_DOCUMENT_.
Notice that $L^{{\rm PS}}_{i,q}$ and $ L^{{\rm S}}_{i,g}$ are zero 
through order $\alpha_s^2$.  Then, from (6), one infers that 
$L^{{\rm NS},(2)}_{i,q} = L^{{\rm S},(2)}_{i,q}$. 
Finally we want to make the remark that there are no interference
terms between the Bethe-Heitler and the Compton reactions in (10)
if one integrates over all final state momenta.

The complexity of the second order heavy quark coefficient functions prohibits
publishing them in an analytic form, except for $L_{i,q}^{{\rm NS},(2)}$,
which is given in Appendix A of \cite{bmsmn}, so that they are only
available in large computer programs \cite{lrsn1}, involving two-dimensional
integrations.

_WRITTEN TASK 1_.
Rewrite only the rows in the stretch from the line containing "TARGET = wet rock" through the end of the rows, both ends included and requests kept. Shift every pixel coordinate value in their answers by -12.

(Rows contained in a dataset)
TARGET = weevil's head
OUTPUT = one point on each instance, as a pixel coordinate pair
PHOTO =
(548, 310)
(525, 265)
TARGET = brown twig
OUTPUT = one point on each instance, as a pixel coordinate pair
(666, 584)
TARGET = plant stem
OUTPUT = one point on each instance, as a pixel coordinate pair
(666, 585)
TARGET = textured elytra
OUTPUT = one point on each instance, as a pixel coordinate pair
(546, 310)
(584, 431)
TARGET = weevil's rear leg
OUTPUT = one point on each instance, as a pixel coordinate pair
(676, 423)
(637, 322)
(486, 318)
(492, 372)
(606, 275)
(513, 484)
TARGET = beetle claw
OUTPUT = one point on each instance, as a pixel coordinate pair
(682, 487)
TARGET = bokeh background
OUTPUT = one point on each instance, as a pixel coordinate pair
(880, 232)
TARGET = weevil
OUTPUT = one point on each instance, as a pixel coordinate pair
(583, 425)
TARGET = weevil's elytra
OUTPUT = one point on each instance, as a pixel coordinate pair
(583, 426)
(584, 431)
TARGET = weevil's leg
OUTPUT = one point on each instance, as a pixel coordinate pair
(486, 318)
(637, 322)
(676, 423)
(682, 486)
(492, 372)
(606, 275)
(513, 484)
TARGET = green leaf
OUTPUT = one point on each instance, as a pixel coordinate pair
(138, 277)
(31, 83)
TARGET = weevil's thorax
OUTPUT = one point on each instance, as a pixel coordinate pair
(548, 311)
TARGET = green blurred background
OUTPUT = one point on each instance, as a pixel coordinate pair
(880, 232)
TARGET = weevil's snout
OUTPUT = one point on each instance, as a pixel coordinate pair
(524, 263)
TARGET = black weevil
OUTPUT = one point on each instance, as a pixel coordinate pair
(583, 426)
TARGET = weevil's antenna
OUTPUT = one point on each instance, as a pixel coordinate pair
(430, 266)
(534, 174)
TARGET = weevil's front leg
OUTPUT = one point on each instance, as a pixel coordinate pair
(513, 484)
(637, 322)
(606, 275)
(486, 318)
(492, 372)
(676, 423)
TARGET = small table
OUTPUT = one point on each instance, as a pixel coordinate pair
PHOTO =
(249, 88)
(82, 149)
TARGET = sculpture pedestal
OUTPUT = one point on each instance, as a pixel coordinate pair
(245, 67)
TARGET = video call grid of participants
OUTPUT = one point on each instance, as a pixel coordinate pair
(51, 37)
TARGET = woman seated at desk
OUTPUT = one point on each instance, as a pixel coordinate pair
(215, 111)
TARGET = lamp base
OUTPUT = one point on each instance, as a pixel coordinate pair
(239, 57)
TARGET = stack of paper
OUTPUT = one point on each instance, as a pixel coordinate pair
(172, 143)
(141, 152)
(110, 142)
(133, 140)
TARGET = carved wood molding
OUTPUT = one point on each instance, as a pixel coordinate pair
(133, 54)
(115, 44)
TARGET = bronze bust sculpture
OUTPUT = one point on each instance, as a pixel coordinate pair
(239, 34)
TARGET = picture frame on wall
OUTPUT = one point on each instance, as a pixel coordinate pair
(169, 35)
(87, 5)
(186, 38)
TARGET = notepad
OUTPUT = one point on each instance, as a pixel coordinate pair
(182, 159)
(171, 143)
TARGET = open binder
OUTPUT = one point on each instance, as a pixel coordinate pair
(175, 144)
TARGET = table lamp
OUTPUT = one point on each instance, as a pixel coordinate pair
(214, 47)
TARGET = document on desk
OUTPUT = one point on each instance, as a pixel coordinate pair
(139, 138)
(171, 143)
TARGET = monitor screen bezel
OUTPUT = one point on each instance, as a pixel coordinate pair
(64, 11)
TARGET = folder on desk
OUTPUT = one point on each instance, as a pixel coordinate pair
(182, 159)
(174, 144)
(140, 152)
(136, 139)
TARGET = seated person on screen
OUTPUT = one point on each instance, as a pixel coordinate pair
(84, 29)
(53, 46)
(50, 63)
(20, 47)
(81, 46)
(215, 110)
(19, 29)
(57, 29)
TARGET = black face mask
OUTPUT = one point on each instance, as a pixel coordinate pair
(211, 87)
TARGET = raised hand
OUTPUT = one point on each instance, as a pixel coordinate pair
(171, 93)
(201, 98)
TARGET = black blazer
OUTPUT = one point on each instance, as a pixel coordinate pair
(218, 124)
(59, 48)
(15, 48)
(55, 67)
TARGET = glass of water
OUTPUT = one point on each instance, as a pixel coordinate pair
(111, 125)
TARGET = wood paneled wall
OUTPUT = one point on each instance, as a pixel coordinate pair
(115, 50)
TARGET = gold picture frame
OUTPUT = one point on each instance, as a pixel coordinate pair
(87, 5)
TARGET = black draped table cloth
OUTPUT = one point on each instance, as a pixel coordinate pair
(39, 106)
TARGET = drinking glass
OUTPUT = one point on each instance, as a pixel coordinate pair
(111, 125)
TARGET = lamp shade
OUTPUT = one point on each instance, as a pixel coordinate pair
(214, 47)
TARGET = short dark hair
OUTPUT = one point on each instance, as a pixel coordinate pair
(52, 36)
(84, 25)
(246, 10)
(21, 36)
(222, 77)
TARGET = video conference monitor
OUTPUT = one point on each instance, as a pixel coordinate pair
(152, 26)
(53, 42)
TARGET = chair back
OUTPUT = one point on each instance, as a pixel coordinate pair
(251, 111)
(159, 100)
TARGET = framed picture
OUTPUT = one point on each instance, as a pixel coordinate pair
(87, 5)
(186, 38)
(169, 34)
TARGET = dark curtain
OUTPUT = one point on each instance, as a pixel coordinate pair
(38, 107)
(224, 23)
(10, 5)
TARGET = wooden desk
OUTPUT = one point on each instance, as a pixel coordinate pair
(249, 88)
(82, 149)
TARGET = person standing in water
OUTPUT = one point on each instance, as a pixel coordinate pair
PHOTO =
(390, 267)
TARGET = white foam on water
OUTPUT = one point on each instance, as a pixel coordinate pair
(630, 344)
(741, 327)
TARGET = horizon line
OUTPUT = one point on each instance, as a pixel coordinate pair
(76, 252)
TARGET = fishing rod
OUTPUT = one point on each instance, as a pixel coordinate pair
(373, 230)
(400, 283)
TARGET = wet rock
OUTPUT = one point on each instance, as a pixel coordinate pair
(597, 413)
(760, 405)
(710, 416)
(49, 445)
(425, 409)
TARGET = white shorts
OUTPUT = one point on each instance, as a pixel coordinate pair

_WRITTEN TASK 2_.
Quote the stretch of the passage on heavy quark coefficient functions from "Finally we want" through "integrations.".

_ANSWER 1_.
TARGET = wet rock
OUTPUT = one point on each instance, as a pixel coordinate pair
(585, 401)
(748, 393)
(698, 404)
(37, 433)
(413, 397)
TARGET = white shorts
OUTPUT = one point on each instance, as a pixel coordinate pair

_ANSWER 2_.
Finally we want to make the remark that there are no interference
terms between the Bethe-Heitler and the Compton reactions in (10)
if one integrates over all final state momenta.

The complexity of the second order heavy quark coefficient functions prohibits
publishing them in an analytic form, except for $L_{i,q}^{{\rm NS},(2)}$,
which is given in Appendix A of \cite{bmsmn}, so that they are only
available in large computer programs \cite{lrsn1}, involving two-dimensional
integrations.